**Your instructions:**
According to the faculty profile below, which two approaches does the lab's integrative strategy combine?

**Passage provided:**

>>>

Jason Bazil

Assistant Professor, Department of Physiology
Assistant Professor , BioMolecular Science Gateway
Location: Biomedical Physical Sciences Building
Address: 567 Wilson Rd Rm 3195
Profile photo of  Jason Bazil
Photo of: Jason Bazil


###Research Interests
Ischemic heart disease is the leading cause of mortality in the US and worldwide. And a significant portion of deaths are caused by a myocardial infarction which precipitates a lethal injury that involves mitochondria. According to the AHA, every half minute or so, an American has a myocardial infarction and dies from one every minute and a half. These alarming statistics demonstrate the need for a better understanding of the conditions surrounding the injury. In particular, the critical events during ischemia and the effects caused by the injury are not well defined. In order to develop preventative and mitigative measures, research efforts must characterize these phenomena in greater detail and identify the constitutive elements and their complex interactions. My lab uses an integrative strategy that combines both computational modeling and experimental physiology to study these phenomena.

Mitochondria are known to be involved in many pathologies and injuries. Yet little is known of the precise mechanisms by which mitochondrial processes can lead to disease. My lab is pursuing therapeutic strategies by first characterizing mechanisms of mitochondrial dysfunction in heart disease and then identifying feasible measures to prevent it. Much of our work on this topic is focused on cardiac mitochondria. We use state-of-the-art instrumentation to analyze lethal reperfusion injury by monitoring the response of mitochondria to calcium overload and oxidative stress.

In addition, my lab is developing methods for large-scale data analysis. The availability of tools used to query so-called Big Data in an informative manner lag far behind our ability to produce these data. Unlike standard approaches which rely on statistical inference and association, our contributions in this area couple dynamical modeling with network inference and reverse engineering. My lab applies these tools to analyze large-scale data and generates predictive models that are useful for emerging applications in pharmacogenomics and systems pharmacology.

Selected Publications

  • Bazil JN, Blomeyer CA, Stowe DF, Dash RK, and AKS Camara. “Mg2+ differentially regulates two modes of mitochondrial Ca2+ uptake in isolated cardiac mitochondria: Implications for mitochondrial Ca2+ sequestration.” Journal of Bioenergetics and Biomembranes, 2016, 48(3): 175-88. PMC5098337.

<<<

**Data:**
>>>

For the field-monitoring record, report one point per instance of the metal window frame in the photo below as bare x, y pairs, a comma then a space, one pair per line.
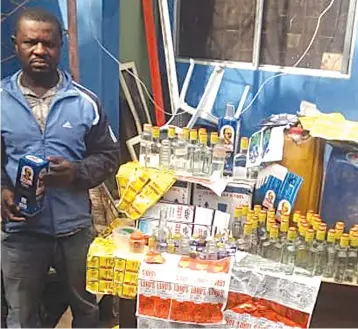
348, 49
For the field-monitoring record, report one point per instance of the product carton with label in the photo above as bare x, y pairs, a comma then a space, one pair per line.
29, 186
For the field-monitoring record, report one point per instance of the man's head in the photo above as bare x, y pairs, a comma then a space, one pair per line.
38, 41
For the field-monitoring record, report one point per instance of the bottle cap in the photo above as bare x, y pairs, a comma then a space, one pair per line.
244, 143
331, 236
292, 234
309, 216
284, 225
262, 216
214, 138
247, 229
257, 209
321, 234
296, 216
193, 134
147, 127
354, 240
171, 131
274, 231
155, 132
309, 235
344, 240
203, 137
245, 209
340, 225
237, 212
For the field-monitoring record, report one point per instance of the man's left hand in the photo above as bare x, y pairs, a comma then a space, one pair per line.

<<<

**Result for this task:**
Computational modeling and experimental physiology.